We can write a Numba code iteratively performing the matrix multiplication on each 25x25 matrix and summing this up. The code can be parallelized trivially so each thread operate on a chunk along the last axis (of size 4000). The operation is thus parallel, cache friendly, without any Numpy/CPython overhead and SIMD-friendly thanks to Numba. Here is the resulting code:

import numba as nb

@nb.njit('(float64[:,:,::1], int32)', parallel=True)
def sum_of_powers_numba(Q: np.ndarray, k: int) -> np.ndarray:
    s0, s1, s2 = Q.shape
    assert s1 == s2
    Qs = np.zeros((s0, s1, s1))
    for i in nb.prange(s0):
        tmp = np.eye(s1, s1)
        Qs[i,:,:] = tmp
        for n in range(k-1):
            tmp = tmp @ Q[i]
            Qs[i,:,:] += tmp
    return Qs

The BLAS library seems to be sub-optimal for 25x25 matrices but not so bad either. Writing a faster implementation in Numba is very challenging. It is easier in native languages. I think it does not worth the effort of rewriting a specialized implementation for small matrices. I expect the BLIS library to be a bit faster (close to optimal) than the default BLAS implementation (OpenBLAS), so it is certainly better just to try it (or possibly the highly-optimized Intel MKL).

WHAT THE EXERCISE ASKS: Reproduce the Numba passage from "def sum_of_powers_numba(Q: np.ndarray, k: int)" down to "highly-optimized Intel MKL).". Work only from the Numba passage above.

(Some records)
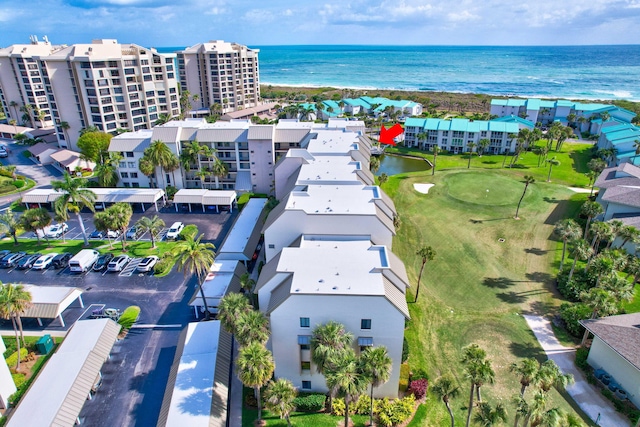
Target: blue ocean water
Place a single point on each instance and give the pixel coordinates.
(575, 72)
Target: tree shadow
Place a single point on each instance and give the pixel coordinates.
(498, 282)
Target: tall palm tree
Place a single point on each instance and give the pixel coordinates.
(251, 326)
(552, 162)
(195, 258)
(376, 365)
(279, 397)
(567, 230)
(255, 367)
(426, 253)
(527, 370)
(446, 389)
(488, 416)
(11, 222)
(75, 196)
(152, 225)
(14, 301)
(528, 179)
(231, 307)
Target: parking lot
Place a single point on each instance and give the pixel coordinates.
(135, 377)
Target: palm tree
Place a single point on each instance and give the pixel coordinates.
(345, 375)
(153, 225)
(251, 326)
(567, 230)
(279, 397)
(74, 198)
(376, 365)
(426, 253)
(528, 179)
(36, 220)
(195, 258)
(255, 367)
(14, 301)
(527, 370)
(488, 416)
(446, 389)
(11, 222)
(552, 162)
(470, 146)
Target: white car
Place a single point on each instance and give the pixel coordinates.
(57, 230)
(43, 262)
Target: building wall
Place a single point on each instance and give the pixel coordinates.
(387, 324)
(601, 356)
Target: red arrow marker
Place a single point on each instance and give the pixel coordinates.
(387, 135)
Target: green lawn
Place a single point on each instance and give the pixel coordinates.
(477, 287)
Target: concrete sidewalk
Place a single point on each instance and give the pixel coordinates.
(587, 396)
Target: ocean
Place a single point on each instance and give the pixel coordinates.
(573, 72)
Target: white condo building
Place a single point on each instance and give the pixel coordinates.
(103, 84)
(357, 283)
(220, 72)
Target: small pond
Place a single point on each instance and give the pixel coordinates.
(393, 165)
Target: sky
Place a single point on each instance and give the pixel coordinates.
(155, 23)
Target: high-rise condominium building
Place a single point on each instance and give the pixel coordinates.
(103, 84)
(221, 73)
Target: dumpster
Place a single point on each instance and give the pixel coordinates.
(44, 344)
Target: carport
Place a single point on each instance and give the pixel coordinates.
(205, 197)
(197, 393)
(223, 278)
(48, 302)
(243, 238)
(69, 378)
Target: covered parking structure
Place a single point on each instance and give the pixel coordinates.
(204, 197)
(197, 393)
(48, 302)
(104, 196)
(241, 242)
(69, 378)
(223, 278)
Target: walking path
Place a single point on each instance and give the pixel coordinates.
(587, 396)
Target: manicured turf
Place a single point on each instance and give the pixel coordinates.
(477, 287)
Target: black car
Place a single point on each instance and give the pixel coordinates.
(27, 261)
(61, 260)
(102, 262)
(11, 259)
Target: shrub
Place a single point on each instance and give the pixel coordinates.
(189, 230)
(418, 388)
(404, 377)
(310, 402)
(129, 316)
(13, 359)
(571, 314)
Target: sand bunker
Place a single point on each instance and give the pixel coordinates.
(423, 188)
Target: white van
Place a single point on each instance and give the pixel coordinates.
(83, 260)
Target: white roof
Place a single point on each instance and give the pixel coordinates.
(245, 232)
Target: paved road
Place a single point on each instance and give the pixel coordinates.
(587, 396)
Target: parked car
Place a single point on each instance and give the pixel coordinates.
(57, 230)
(44, 261)
(11, 259)
(103, 261)
(118, 263)
(133, 233)
(27, 261)
(147, 263)
(61, 260)
(111, 234)
(174, 230)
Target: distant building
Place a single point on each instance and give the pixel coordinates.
(220, 72)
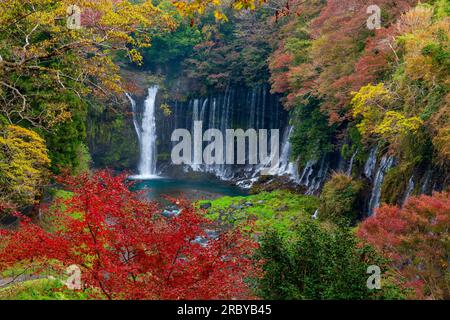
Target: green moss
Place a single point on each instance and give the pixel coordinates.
(40, 289)
(339, 199)
(281, 210)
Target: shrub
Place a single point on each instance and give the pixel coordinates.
(415, 238)
(340, 198)
(318, 263)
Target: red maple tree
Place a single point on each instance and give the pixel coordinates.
(127, 250)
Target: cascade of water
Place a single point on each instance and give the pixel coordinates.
(307, 171)
(350, 166)
(135, 121)
(319, 178)
(426, 183)
(386, 163)
(147, 164)
(236, 108)
(409, 189)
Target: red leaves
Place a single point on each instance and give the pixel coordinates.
(416, 239)
(126, 249)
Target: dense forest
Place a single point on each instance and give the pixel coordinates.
(360, 93)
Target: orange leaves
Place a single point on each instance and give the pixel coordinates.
(126, 249)
(416, 239)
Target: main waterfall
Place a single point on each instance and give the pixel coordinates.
(146, 133)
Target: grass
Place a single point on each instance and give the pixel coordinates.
(40, 289)
(278, 209)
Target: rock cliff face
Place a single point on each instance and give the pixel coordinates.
(113, 142)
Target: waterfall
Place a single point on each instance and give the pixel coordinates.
(409, 189)
(350, 166)
(371, 162)
(235, 108)
(285, 167)
(147, 164)
(386, 163)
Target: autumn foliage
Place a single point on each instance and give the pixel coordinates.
(416, 239)
(127, 250)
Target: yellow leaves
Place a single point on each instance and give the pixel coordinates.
(369, 103)
(395, 123)
(56, 113)
(135, 56)
(419, 32)
(23, 164)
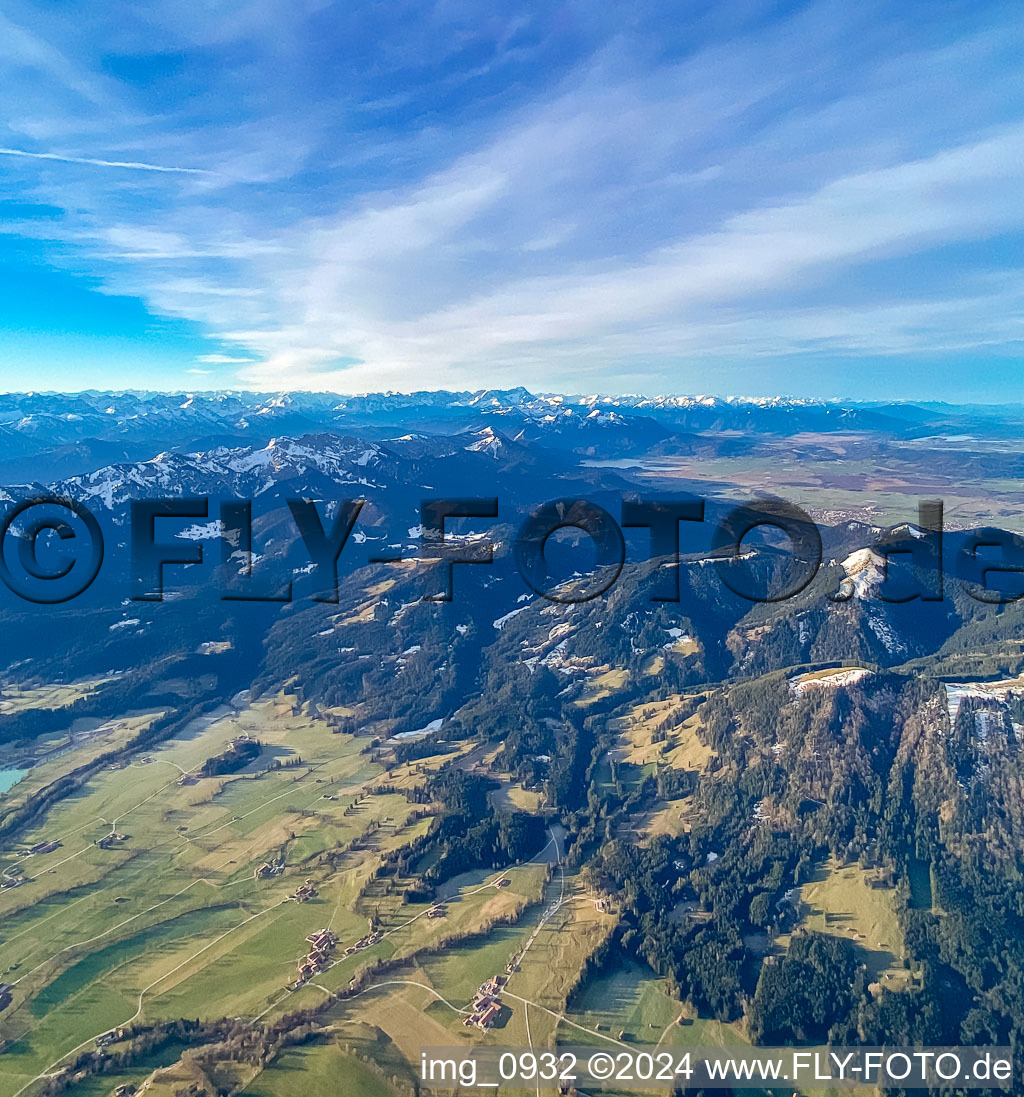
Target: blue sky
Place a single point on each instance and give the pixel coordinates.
(819, 199)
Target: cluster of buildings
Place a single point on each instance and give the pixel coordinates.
(363, 942)
(322, 945)
(269, 869)
(486, 1004)
(304, 892)
(112, 1037)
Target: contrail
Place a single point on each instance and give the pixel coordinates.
(131, 165)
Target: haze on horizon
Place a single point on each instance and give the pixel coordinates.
(818, 199)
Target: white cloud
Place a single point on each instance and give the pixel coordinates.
(826, 184)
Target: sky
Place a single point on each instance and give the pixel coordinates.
(740, 198)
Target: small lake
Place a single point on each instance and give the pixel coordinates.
(10, 777)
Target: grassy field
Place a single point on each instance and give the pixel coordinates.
(318, 1070)
(840, 901)
(170, 922)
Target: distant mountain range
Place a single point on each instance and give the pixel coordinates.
(46, 436)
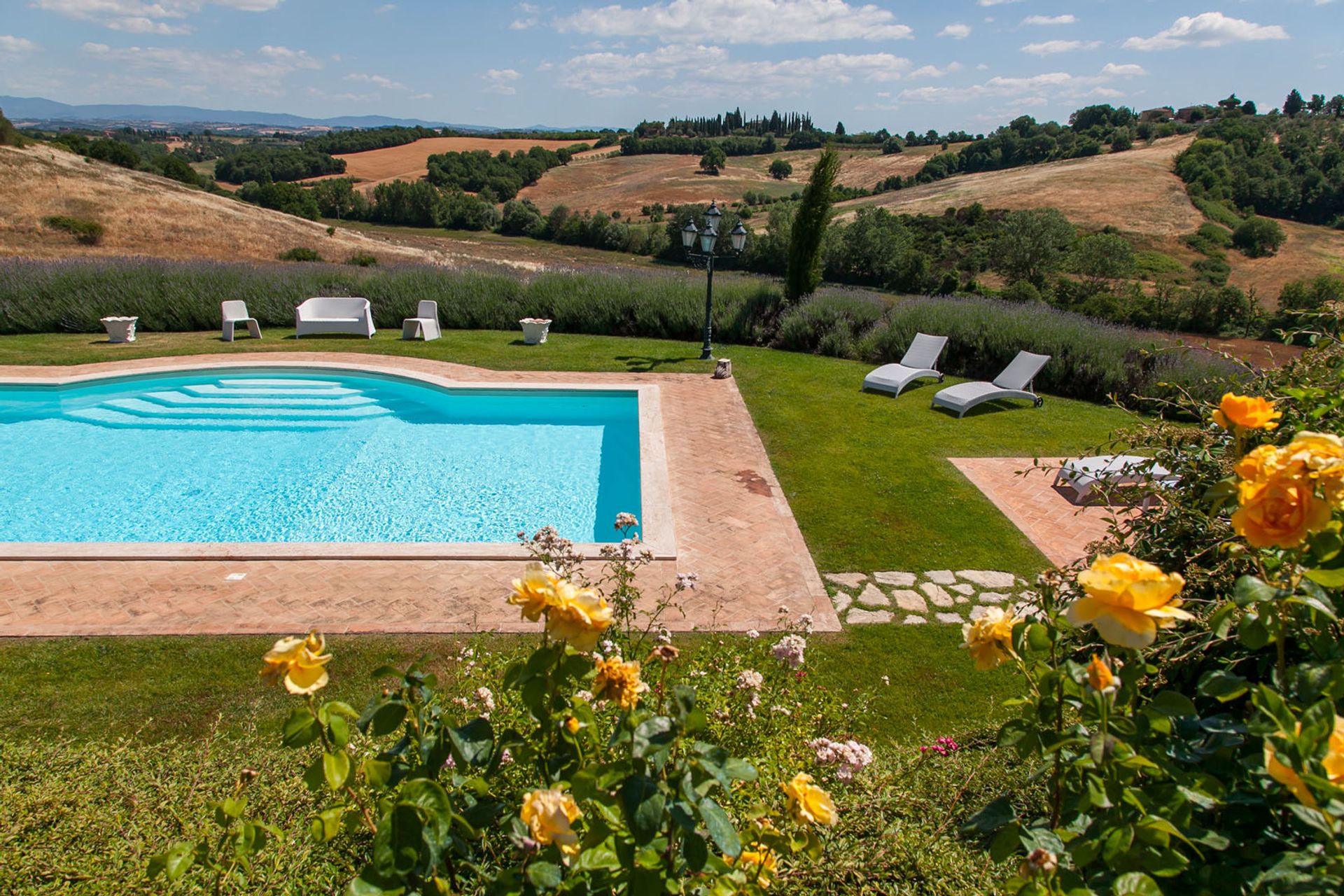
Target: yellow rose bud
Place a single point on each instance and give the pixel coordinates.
(536, 592)
(299, 663)
(550, 814)
(580, 615)
(756, 860)
(1334, 763)
(1100, 678)
(808, 804)
(1128, 599)
(990, 637)
(619, 681)
(1247, 413)
(1278, 512)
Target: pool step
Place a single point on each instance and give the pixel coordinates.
(226, 390)
(143, 407)
(121, 419)
(181, 399)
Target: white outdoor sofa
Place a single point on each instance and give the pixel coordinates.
(1015, 382)
(1112, 470)
(920, 362)
(332, 315)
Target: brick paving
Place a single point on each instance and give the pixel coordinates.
(732, 523)
(1059, 528)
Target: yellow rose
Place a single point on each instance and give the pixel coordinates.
(757, 860)
(1100, 678)
(299, 663)
(1128, 599)
(1334, 763)
(1247, 413)
(1278, 512)
(1322, 456)
(580, 615)
(619, 681)
(534, 592)
(808, 804)
(550, 814)
(990, 637)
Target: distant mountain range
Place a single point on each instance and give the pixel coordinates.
(50, 112)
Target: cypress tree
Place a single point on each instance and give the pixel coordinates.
(809, 227)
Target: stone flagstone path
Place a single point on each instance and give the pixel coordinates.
(940, 597)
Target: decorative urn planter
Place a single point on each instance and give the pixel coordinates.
(536, 330)
(120, 330)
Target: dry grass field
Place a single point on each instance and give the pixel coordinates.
(153, 216)
(407, 162)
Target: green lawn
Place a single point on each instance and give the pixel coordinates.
(866, 477)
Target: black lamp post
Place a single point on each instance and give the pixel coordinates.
(705, 257)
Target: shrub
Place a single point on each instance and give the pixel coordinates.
(300, 254)
(88, 232)
(1259, 237)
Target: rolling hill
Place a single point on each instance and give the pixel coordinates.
(153, 216)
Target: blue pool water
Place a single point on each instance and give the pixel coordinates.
(312, 456)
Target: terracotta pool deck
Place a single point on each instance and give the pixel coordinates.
(733, 528)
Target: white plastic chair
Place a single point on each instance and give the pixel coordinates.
(235, 312)
(425, 324)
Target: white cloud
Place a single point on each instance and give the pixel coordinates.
(146, 16)
(15, 46)
(1047, 48)
(378, 81)
(1208, 30)
(191, 70)
(762, 22)
(934, 71)
(1032, 90)
(499, 81)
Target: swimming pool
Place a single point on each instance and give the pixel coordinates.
(302, 456)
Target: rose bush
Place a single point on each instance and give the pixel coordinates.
(606, 780)
(1189, 739)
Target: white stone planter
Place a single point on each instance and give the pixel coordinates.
(120, 330)
(536, 330)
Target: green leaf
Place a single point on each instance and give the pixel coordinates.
(721, 828)
(992, 817)
(1136, 883)
(339, 729)
(1222, 685)
(172, 862)
(545, 875)
(473, 742)
(1327, 578)
(378, 773)
(300, 729)
(1171, 703)
(1252, 590)
(695, 852)
(336, 769)
(643, 804)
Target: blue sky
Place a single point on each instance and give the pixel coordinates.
(958, 64)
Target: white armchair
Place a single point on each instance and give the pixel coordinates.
(330, 315)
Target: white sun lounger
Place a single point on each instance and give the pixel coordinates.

SOLUTION BELOW:
def sum_of_powers_numba(Q: np.ndarray, k: int) -> np.ndarray:
    s0, s1, s2 = Q.shape
    assert s1 == s2
    Qs = np.zeros((s0, s1, s1))
    for i in nb.prange(s0):
        tmp = np.eye(s1, s1)
        Qs[i,:,:] = tmp
        for n in range(k-1):
            tmp = tmp @ Q[i]
            Qs[i,:,:] += tmp
    return Qs

The BLAS library seems to be sub-optimal for 25x25 matrices but not so bad either. Writing a faster implementation in Numba is very challenging. It is easier in native languages. I think it does not worth the effort of rewriting a specialized implementation for small matrices. I expect the BLIS library to be a bit faster (close to optimal) than the default BLAS implementation (OpenBLAS), so it is certainly better just to try it (or possibly the highly-optimized Intel MKL).